_Request:_ Pictures in the records are to be excluded from an otherwise exact copy.

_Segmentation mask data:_

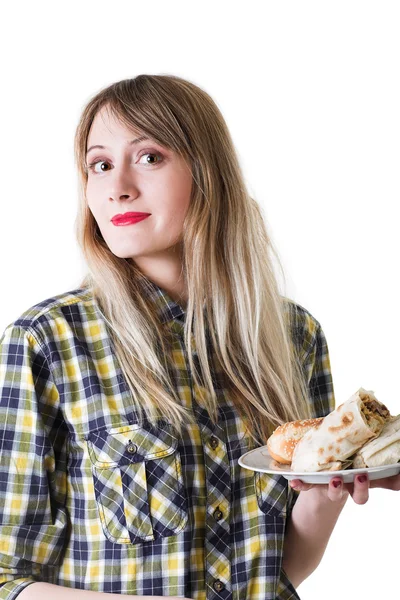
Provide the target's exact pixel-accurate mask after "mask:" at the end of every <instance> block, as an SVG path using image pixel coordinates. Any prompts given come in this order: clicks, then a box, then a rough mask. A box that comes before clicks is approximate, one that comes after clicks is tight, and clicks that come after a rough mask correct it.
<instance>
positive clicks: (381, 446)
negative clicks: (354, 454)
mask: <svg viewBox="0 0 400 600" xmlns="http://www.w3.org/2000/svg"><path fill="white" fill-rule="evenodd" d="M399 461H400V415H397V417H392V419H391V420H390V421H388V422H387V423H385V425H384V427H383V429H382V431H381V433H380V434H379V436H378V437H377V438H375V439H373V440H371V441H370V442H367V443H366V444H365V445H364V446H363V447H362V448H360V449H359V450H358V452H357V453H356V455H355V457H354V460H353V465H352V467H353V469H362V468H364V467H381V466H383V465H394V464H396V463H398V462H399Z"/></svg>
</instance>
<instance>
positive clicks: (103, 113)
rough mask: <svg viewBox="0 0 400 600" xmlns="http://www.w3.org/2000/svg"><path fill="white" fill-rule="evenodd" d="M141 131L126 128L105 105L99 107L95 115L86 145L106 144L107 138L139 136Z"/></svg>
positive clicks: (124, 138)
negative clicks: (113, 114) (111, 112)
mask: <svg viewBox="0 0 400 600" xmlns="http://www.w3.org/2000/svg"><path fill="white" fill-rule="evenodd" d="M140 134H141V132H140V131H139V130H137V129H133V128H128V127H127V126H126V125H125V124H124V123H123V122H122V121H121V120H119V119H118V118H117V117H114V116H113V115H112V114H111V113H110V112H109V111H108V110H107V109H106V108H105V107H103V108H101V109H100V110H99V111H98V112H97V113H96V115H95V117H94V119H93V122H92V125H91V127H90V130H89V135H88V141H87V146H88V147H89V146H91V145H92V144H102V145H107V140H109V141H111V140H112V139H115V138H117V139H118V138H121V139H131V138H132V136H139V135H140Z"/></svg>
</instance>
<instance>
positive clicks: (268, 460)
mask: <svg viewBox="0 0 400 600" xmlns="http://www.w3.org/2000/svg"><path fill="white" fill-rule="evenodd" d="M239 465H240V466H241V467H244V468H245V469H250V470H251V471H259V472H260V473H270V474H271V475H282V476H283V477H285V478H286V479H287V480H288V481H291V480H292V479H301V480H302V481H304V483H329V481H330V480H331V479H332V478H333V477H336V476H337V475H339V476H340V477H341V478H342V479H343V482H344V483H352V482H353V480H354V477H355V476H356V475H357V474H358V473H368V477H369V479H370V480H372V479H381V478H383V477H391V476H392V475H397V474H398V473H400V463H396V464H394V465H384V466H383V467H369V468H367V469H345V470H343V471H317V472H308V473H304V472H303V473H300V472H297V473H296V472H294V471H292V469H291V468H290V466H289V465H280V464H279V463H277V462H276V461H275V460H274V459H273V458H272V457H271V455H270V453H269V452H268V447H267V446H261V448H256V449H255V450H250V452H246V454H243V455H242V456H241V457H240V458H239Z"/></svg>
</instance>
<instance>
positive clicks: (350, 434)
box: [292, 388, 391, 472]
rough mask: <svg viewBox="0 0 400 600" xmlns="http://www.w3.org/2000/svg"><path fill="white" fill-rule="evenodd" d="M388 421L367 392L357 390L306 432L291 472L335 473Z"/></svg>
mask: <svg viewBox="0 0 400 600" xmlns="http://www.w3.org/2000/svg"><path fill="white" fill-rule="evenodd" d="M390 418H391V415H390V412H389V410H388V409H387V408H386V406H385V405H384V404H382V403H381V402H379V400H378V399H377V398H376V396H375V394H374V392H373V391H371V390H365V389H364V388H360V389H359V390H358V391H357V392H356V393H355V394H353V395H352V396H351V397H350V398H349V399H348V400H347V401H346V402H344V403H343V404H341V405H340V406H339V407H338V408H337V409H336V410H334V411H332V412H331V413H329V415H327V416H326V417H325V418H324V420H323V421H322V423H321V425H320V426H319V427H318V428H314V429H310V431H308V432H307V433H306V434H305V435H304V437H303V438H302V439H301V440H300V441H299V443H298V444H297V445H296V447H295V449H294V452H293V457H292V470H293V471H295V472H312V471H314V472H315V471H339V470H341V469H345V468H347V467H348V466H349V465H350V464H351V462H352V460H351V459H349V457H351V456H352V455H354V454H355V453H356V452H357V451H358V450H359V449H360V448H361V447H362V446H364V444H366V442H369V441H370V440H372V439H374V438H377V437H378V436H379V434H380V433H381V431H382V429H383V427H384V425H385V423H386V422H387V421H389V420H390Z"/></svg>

_Exercise answer:_
Provide the target's exact pixel-accurate mask after "mask:" at the end of every <instance> block, as an SVG path using image pixel coordinates. Any prompts given come in this order: clicks, then a box, then a rough mask. A box that comes before clicks is approximate, one that comes after clicks is tight, and clicks that come after a rough mask correct it.
<instance>
positive clicks: (381, 446)
negative clicks: (354, 454)
mask: <svg viewBox="0 0 400 600" xmlns="http://www.w3.org/2000/svg"><path fill="white" fill-rule="evenodd" d="M399 461H400V415H397V417H392V419H391V420H390V421H388V422H387V423H385V425H384V427H383V429H382V431H381V433H380V434H379V436H378V437H377V438H375V439H373V440H371V441H370V442H367V443H366V444H365V445H364V446H363V447H362V448H360V449H359V450H358V452H357V453H356V455H355V457H354V460H353V465H352V467H353V469H362V468H364V467H381V466H383V465H394V464H396V463H398V462H399Z"/></svg>
</instance>
<instance>
positive clicks: (103, 113)
rough mask: <svg viewBox="0 0 400 600" xmlns="http://www.w3.org/2000/svg"><path fill="white" fill-rule="evenodd" d="M141 131L126 128L105 105L99 107L95 115L86 145L106 144L107 138L139 136Z"/></svg>
positive clicks: (124, 138)
negative clicks: (113, 114) (111, 112)
mask: <svg viewBox="0 0 400 600" xmlns="http://www.w3.org/2000/svg"><path fill="white" fill-rule="evenodd" d="M140 134H141V132H140V131H139V130H137V129H133V128H128V127H127V126H126V125H125V124H124V123H123V122H122V121H121V120H119V119H118V118H117V117H114V116H113V115H112V114H111V113H110V112H109V111H108V110H107V109H106V108H105V107H103V108H101V109H100V110H99V111H98V112H97V113H96V115H95V117H94V119H93V122H92V125H91V127H90V130H89V135H88V141H87V146H88V147H89V146H91V145H92V144H102V145H107V140H109V141H111V140H112V139H115V138H117V139H118V138H121V139H131V138H132V136H139V135H140Z"/></svg>
</instance>
<instance>
positive clicks: (268, 460)
mask: <svg viewBox="0 0 400 600" xmlns="http://www.w3.org/2000/svg"><path fill="white" fill-rule="evenodd" d="M239 465H240V466H241V467H244V468H245V469H250V470H251V471H259V472H260V473H270V474H271V475H282V476H283V477H285V478H286V479H287V480H288V481H291V480H292V479H301V480H302V481H304V483H329V481H330V480H331V479H332V478H333V477H336V476H337V475H339V476H340V477H341V478H342V479H343V482H344V483H352V482H353V480H354V477H355V476H356V475H357V474H358V473H368V477H369V479H370V480H372V479H381V478H383V477H391V476H392V475H397V474H398V473H400V463H396V464H394V465H384V466H383V467H369V468H367V469H345V470H343V471H317V472H308V473H304V472H303V473H300V472H297V473H296V472H294V471H292V469H291V468H290V466H289V465H280V464H279V463H277V462H276V461H275V460H274V459H273V458H272V457H271V455H270V453H269V452H268V447H267V446H261V448H256V449H255V450H250V452H246V454H243V455H242V456H241V457H240V458H239Z"/></svg>
</instance>
<instance>
positive clicks: (350, 434)
box: [292, 388, 391, 472]
rough mask: <svg viewBox="0 0 400 600" xmlns="http://www.w3.org/2000/svg"><path fill="white" fill-rule="evenodd" d="M388 421L367 392L357 390L306 432L291 472L335 473Z"/></svg>
mask: <svg viewBox="0 0 400 600" xmlns="http://www.w3.org/2000/svg"><path fill="white" fill-rule="evenodd" d="M390 418H391V415H390V412H389V410H388V409H387V408H386V406H385V405H384V404H382V403H381V402H379V400H378V399H377V398H376V396H375V394H374V392H373V391H371V390H365V389H364V388H360V389H359V390H358V391H357V392H356V393H355V394H353V395H352V396H351V397H350V398H349V399H348V400H347V401H346V402H344V403H343V404H341V405H340V406H339V407H338V408H337V409H336V410H334V411H332V412H331V413H329V415H327V416H326V417H325V418H324V420H323V421H322V423H321V425H320V426H319V427H318V428H314V429H310V431H308V432H307V433H306V434H305V435H304V437H303V438H302V439H301V440H300V441H299V443H298V444H297V445H296V447H295V449H294V452H293V457H292V470H293V471H295V472H312V471H314V472H315V471H339V470H341V469H345V468H347V467H348V466H349V465H350V464H351V462H352V460H351V459H349V457H351V456H352V455H354V454H355V453H356V452H357V451H358V450H359V449H360V448H361V447H362V446H364V444H366V442H369V441H370V440H372V439H374V438H377V437H378V436H379V434H380V433H381V431H382V429H383V427H384V425H385V423H386V422H387V421H389V420H390Z"/></svg>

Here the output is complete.